** Materiale di lavoro **

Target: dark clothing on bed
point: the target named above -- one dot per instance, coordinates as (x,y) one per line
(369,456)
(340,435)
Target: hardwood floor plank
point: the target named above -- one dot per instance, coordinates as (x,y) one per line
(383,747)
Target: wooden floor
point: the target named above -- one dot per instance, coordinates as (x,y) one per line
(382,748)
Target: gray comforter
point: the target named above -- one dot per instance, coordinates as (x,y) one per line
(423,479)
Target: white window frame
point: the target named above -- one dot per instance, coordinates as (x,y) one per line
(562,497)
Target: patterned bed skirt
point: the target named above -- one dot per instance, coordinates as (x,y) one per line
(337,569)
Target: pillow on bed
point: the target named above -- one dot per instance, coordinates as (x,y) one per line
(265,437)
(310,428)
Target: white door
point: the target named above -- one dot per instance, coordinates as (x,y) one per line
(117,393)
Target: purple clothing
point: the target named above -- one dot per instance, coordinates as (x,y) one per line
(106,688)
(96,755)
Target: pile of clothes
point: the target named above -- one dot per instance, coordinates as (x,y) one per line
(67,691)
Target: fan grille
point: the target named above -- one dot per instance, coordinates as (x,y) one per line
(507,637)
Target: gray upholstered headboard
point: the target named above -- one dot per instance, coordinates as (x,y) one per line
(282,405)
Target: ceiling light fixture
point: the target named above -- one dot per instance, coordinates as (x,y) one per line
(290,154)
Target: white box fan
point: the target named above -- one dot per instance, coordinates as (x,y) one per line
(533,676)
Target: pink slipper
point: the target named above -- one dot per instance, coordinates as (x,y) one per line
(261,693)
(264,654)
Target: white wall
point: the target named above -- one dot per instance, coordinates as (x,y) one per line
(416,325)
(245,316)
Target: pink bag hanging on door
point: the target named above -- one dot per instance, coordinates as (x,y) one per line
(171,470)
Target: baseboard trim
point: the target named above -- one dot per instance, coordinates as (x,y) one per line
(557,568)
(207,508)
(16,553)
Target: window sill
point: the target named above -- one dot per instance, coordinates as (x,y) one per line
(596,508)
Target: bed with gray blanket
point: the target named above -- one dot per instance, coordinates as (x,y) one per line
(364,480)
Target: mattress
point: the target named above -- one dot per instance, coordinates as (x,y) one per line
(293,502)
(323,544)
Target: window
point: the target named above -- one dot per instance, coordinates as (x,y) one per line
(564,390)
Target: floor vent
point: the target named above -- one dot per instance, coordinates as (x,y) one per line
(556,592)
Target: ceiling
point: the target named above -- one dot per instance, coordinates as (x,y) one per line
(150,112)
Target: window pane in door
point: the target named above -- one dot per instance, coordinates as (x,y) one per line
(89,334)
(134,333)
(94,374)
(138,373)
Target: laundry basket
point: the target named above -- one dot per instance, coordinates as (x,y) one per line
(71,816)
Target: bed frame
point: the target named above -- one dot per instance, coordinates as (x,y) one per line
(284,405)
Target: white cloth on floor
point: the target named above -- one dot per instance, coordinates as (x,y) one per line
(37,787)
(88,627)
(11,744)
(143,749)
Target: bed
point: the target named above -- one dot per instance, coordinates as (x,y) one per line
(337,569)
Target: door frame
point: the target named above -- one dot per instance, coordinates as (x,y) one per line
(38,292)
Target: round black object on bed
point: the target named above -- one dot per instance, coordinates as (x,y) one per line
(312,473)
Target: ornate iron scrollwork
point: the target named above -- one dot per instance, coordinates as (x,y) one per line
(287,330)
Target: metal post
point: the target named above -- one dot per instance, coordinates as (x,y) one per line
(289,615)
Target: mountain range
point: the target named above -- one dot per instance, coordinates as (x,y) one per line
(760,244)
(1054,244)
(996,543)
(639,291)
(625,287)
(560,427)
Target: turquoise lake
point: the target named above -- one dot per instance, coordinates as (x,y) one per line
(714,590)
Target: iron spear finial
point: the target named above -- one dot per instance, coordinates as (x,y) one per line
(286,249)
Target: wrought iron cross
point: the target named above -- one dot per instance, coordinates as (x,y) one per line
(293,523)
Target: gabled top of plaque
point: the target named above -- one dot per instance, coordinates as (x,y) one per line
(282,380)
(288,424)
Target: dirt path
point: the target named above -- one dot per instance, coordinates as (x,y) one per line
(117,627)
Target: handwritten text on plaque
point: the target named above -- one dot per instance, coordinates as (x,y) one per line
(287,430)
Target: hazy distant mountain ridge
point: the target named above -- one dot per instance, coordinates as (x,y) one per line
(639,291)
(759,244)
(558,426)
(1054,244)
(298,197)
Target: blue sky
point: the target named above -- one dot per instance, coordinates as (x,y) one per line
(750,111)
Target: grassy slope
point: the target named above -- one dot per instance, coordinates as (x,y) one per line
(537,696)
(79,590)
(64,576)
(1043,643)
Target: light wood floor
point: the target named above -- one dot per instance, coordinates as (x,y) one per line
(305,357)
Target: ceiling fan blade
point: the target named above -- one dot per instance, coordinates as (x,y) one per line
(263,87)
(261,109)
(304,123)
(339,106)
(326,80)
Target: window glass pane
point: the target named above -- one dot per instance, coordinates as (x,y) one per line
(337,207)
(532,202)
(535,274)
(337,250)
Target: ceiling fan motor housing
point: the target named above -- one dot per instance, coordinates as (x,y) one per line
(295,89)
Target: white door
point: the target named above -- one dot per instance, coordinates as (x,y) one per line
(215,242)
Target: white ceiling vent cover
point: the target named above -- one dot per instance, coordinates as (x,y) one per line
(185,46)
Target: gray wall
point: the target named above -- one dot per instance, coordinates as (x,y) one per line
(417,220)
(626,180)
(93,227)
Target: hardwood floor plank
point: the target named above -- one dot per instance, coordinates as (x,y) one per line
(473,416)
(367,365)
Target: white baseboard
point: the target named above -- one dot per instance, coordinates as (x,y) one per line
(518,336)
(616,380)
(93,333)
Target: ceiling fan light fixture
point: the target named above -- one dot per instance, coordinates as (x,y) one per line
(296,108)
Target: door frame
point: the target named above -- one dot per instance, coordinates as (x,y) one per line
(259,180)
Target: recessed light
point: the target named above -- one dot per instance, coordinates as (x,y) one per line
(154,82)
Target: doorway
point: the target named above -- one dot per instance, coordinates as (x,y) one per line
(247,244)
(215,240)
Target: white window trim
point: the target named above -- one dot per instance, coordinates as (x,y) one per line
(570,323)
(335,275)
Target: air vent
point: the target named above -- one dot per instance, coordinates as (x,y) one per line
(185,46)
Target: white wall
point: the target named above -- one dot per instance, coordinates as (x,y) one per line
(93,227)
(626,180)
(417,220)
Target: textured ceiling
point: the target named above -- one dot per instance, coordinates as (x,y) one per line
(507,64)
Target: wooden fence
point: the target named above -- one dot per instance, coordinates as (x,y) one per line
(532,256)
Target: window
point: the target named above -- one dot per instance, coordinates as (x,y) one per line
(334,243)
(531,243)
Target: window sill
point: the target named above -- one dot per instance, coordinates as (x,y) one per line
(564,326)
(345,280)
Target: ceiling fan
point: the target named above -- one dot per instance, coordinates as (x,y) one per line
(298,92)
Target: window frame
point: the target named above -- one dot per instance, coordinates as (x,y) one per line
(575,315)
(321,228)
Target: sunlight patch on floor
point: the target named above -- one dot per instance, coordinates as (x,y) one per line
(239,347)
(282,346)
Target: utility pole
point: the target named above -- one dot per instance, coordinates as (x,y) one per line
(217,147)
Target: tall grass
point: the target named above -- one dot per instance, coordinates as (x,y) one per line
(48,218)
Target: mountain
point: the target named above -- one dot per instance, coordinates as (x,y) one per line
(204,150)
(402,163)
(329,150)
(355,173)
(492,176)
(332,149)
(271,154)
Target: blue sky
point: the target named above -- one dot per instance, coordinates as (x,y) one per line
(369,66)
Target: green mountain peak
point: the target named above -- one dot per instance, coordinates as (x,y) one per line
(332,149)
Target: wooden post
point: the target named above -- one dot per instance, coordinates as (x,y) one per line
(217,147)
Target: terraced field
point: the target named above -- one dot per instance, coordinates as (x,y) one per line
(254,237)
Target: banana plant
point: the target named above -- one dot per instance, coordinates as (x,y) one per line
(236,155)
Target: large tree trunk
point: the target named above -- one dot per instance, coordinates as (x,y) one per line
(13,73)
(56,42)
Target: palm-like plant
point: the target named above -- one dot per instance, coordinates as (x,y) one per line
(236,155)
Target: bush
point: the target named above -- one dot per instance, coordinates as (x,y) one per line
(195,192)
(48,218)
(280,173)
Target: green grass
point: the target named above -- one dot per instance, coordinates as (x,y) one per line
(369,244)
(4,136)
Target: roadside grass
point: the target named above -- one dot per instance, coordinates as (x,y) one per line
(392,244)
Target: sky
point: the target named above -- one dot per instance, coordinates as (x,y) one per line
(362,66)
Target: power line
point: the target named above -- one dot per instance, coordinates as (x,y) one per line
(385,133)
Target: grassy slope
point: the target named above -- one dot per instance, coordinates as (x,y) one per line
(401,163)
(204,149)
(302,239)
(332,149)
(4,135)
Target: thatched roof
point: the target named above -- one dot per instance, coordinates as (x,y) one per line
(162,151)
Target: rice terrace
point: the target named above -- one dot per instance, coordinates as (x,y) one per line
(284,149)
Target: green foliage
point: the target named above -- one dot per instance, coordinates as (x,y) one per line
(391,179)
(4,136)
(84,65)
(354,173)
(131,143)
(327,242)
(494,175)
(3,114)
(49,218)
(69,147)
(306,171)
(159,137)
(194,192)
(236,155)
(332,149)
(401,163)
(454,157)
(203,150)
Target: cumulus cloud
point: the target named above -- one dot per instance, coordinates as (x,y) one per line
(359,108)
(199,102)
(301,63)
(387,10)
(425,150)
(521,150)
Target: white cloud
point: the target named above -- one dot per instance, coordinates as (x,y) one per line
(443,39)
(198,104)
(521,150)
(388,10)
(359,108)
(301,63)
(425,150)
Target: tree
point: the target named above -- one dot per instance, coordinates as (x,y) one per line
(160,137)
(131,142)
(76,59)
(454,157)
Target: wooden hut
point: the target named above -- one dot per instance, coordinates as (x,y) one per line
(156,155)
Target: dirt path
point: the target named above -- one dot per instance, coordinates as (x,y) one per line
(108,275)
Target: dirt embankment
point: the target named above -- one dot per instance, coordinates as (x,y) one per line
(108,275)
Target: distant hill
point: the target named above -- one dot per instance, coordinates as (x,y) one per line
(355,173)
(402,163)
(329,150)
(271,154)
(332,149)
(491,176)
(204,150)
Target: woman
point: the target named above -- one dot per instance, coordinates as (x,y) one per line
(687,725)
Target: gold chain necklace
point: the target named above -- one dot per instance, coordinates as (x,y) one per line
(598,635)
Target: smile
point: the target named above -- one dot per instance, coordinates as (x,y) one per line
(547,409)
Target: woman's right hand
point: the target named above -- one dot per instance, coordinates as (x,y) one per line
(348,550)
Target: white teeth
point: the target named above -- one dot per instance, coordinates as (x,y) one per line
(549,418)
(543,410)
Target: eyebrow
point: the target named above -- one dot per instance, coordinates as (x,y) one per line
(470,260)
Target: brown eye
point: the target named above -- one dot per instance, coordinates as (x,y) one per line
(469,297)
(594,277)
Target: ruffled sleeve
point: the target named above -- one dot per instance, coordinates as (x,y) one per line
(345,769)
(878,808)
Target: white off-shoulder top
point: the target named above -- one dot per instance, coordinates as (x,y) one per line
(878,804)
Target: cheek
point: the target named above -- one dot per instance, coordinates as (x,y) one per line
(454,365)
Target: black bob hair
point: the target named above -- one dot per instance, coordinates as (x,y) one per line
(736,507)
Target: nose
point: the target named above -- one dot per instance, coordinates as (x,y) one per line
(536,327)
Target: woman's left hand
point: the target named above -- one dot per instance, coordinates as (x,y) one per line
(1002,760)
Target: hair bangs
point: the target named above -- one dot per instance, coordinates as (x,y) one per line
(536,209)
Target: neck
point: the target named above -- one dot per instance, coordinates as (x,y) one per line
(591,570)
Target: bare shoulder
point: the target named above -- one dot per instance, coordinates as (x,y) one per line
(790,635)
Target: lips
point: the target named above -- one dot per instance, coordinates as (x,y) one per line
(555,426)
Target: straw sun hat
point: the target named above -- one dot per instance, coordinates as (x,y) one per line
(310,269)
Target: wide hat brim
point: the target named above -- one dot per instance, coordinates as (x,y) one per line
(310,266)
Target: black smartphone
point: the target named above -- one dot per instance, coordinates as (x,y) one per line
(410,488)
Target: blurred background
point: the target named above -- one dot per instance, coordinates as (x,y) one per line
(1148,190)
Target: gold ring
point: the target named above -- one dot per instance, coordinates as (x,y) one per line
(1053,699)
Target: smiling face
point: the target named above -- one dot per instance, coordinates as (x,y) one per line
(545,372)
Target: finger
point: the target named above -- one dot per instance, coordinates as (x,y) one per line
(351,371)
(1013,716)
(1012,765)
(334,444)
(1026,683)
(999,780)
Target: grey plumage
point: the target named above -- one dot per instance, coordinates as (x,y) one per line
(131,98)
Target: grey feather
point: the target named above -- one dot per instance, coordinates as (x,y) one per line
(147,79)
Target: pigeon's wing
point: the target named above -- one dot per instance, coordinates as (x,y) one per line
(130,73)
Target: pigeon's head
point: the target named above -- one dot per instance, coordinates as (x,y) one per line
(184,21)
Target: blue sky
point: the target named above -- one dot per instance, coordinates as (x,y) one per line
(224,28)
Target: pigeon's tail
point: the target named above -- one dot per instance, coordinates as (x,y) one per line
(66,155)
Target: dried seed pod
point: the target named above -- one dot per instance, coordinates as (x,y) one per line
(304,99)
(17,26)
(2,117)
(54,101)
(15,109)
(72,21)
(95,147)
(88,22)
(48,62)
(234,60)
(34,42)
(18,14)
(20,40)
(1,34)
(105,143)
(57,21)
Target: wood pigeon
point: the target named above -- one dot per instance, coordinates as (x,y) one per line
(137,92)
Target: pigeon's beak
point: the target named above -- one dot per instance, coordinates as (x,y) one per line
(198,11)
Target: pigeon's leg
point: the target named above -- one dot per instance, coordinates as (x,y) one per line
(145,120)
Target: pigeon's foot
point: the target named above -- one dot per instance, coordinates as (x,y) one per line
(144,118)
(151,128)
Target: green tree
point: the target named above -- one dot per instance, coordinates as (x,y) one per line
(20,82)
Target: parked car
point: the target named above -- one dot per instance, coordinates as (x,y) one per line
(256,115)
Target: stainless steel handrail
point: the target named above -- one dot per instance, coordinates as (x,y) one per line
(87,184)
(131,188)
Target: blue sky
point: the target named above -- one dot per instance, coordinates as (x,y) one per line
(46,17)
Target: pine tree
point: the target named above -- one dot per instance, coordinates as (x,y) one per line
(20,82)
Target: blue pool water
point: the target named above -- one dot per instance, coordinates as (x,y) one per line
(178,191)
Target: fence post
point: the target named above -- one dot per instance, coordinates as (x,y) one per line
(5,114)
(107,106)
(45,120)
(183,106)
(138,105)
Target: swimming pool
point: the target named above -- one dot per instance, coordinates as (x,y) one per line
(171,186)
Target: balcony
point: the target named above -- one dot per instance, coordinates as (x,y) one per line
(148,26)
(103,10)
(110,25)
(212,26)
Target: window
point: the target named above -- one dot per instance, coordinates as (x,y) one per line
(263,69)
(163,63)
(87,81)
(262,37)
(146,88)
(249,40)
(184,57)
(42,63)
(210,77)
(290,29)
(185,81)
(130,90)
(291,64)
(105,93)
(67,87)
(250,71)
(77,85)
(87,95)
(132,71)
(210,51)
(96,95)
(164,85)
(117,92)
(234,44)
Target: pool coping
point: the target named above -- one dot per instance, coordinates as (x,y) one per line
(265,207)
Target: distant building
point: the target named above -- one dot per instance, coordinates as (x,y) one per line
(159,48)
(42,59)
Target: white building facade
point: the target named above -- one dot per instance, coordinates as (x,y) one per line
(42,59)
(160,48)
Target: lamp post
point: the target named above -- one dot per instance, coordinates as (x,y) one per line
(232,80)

** Requisiti **
Ricopia parola per parola le righe che vanno da quella contenente "Target: white building facade" fino alla fine delle voci, estremi compresi.

** Risposta **
Target: white building facade
point: the target named above -- one dot per instance, coordinates as (x,y) one per line
(42,59)
(160,48)
Target: lamp post
point: the target named above -- one dot per instance, coordinates as (x,y) one per line
(232,80)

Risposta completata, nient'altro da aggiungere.